- _ZU ERSTELLEN_: Skaliere die Zeilen, beginnend mit der Zeile, die „Tag the dough's“ enthält, und endend mit der letzten Zeile der Datensätze: Gib sie samt den Aufträgen vollständig wieder und multipliziere dabei jede Koordinate in den Antworten mit 0,45, gerundet auf ganze Zahlen, Hälften aufwärts. Die Beispielkoordinaten in den Aufträgen bleiben unverändert.

- _VORLIEGENDE DATENSÄTZE_:
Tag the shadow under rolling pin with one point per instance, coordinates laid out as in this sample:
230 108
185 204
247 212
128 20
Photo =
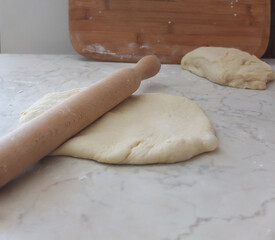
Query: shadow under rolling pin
29 143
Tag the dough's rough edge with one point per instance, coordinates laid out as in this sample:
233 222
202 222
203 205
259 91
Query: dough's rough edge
211 145
239 82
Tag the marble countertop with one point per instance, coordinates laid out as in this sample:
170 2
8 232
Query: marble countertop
225 194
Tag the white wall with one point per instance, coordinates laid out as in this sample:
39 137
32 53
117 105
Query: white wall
35 26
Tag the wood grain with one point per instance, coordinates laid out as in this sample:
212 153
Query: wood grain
126 30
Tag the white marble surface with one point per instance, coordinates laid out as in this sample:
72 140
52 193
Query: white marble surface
226 194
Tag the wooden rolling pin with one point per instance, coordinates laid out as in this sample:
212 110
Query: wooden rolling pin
26 145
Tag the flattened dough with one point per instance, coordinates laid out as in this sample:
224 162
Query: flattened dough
144 129
228 66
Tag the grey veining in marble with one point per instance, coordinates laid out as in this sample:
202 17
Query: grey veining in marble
225 194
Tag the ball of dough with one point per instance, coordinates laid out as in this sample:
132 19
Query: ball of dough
228 66
144 129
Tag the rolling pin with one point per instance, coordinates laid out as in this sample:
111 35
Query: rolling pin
26 145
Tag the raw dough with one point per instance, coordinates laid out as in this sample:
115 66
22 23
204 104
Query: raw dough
144 129
228 66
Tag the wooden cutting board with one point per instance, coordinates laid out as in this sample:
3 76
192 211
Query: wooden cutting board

- _LÖSUNG_:
Tag the dough's rough edge with one point per instance, coordinates laid out as in this sample:
233 222
202 222
203 205
259 91
Query: dough's rough edge
95 65
108 37
Tag the marble countertop with one point per instance, coordinates laid out as in this sample:
170 2
8 232
Query: marble countertop
101 87
Tag the white wall with one point per instance, coordinates laid out as in this sample:
39 137
32 53
117 105
Query: white wall
16 12
Tag the wood grain with one point per instance, coordinates laid out as in this sample:
212 153
Query: wood grain
57 14
Tag the white marble surface with one point per instance, coordinates laid out as in this sample:
72 140
52 193
Query: white marble surface
102 87
Tag the wooden rolling pin with one point per instance, coordinates laid out as in this sample:
212 110
Query: wooden rolling pin
12 65
Tag the flattened dough with one point per instance, coordinates laid out as in this sample:
224 162
Query: flattened dough
65 58
103 30
Tag the grey veining in marble with one point per instance, coordinates laid out as in this sample:
202 17
Query: grey veining in marble
101 87
Tag the ball of dough with one point per instance, coordinates laid out as in this sample:
132 19
Query: ball of dough
103 30
65 58
Tag the rolling pin with one point per instance, coordinates laid out as in this sample:
111 35
Query: rolling pin
12 65
Tag the raw dough with one point per instance, coordinates laid out as in this sample:
115 66
22 23
204 104
Query: raw dough
65 58
103 30
Tag the wooden cutting board with one point per instance, coordinates laid out as in this sample:
3 76
192 211
Query: wooden cutting board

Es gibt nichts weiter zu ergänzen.